* TASK GOAL:
Rewrite the stretch of items from the line containing "notation: point(248, 37)." through the line containing "point(3, 140)", both included and requests kept. Multiply every coordinate in the answer points by 0.7 and round to whole numbers with halves rounded up, leaving the requests and their sample notation unchanged, and output only those lines.

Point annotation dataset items
----

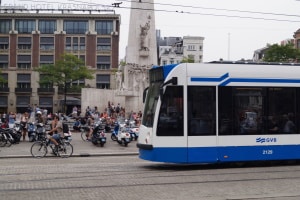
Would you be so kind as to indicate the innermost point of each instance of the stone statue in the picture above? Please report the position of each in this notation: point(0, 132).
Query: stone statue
point(119, 80)
point(143, 36)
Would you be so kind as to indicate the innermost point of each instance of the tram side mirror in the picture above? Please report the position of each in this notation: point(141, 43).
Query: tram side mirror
point(174, 81)
point(144, 94)
point(161, 93)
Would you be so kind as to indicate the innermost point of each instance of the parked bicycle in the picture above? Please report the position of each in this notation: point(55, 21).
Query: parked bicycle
point(39, 149)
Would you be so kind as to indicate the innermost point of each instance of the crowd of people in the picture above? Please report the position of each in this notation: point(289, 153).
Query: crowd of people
point(110, 115)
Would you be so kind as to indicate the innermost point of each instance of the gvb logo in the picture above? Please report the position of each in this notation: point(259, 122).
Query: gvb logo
point(266, 140)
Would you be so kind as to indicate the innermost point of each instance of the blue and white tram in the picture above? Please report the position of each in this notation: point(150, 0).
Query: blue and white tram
point(213, 112)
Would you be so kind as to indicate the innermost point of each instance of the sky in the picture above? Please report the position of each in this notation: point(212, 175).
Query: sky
point(232, 29)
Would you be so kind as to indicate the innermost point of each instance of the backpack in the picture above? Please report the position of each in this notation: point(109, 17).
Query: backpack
point(65, 128)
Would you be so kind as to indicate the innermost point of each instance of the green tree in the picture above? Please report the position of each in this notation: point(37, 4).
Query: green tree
point(67, 69)
point(188, 59)
point(281, 53)
point(2, 80)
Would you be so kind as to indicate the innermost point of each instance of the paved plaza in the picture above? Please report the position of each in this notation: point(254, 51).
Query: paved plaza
point(80, 148)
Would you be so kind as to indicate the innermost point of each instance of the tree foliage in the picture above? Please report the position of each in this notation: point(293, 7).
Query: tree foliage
point(188, 59)
point(282, 53)
point(2, 80)
point(67, 69)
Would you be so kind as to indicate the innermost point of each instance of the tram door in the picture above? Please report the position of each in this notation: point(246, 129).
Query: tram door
point(201, 124)
point(170, 129)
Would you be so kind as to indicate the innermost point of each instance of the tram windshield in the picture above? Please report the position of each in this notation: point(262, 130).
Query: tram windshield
point(156, 79)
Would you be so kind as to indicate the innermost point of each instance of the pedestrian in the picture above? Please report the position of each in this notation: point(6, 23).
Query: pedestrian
point(11, 119)
point(24, 120)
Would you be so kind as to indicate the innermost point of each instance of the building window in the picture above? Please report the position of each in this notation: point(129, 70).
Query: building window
point(4, 84)
point(25, 26)
point(80, 83)
point(45, 85)
point(46, 59)
point(47, 26)
point(75, 43)
point(47, 43)
point(22, 103)
point(5, 26)
point(24, 81)
point(103, 44)
point(82, 43)
point(3, 102)
point(298, 44)
point(103, 62)
point(103, 81)
point(4, 43)
point(82, 57)
point(24, 42)
point(3, 61)
point(104, 27)
point(68, 43)
point(46, 102)
point(24, 61)
point(75, 27)
point(191, 48)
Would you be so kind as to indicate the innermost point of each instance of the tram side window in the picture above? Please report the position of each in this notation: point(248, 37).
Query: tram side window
point(170, 121)
point(283, 111)
point(258, 110)
point(201, 110)
point(241, 110)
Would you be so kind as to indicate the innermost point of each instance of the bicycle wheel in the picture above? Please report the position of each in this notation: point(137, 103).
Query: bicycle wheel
point(65, 150)
point(38, 149)
point(84, 135)
point(3, 140)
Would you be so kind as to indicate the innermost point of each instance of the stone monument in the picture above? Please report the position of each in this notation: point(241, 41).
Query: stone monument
point(141, 53)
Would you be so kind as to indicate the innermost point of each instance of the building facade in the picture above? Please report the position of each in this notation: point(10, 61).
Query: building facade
point(173, 50)
point(31, 38)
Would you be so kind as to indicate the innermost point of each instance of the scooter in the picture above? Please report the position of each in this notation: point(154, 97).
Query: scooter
point(40, 131)
point(114, 133)
point(134, 133)
point(123, 136)
point(31, 128)
point(98, 136)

----

* THE OUTPUT:
Would you be so kind as to indicate the innermost point of each instance of the tram side window in the picture above? Please report the position of each in this notation: point(248, 37).
Query: tram side window
point(119, 85)
point(198, 78)
point(181, 77)
point(141, 77)
point(169, 77)
Would you be so kind as to indicate the innermost point of each instance of the bicycle wheel in the picture above? Please report the position of each in this notation: point(137, 103).
Query: bicycle wheel
point(46, 105)
point(27, 104)
point(59, 95)
point(2, 98)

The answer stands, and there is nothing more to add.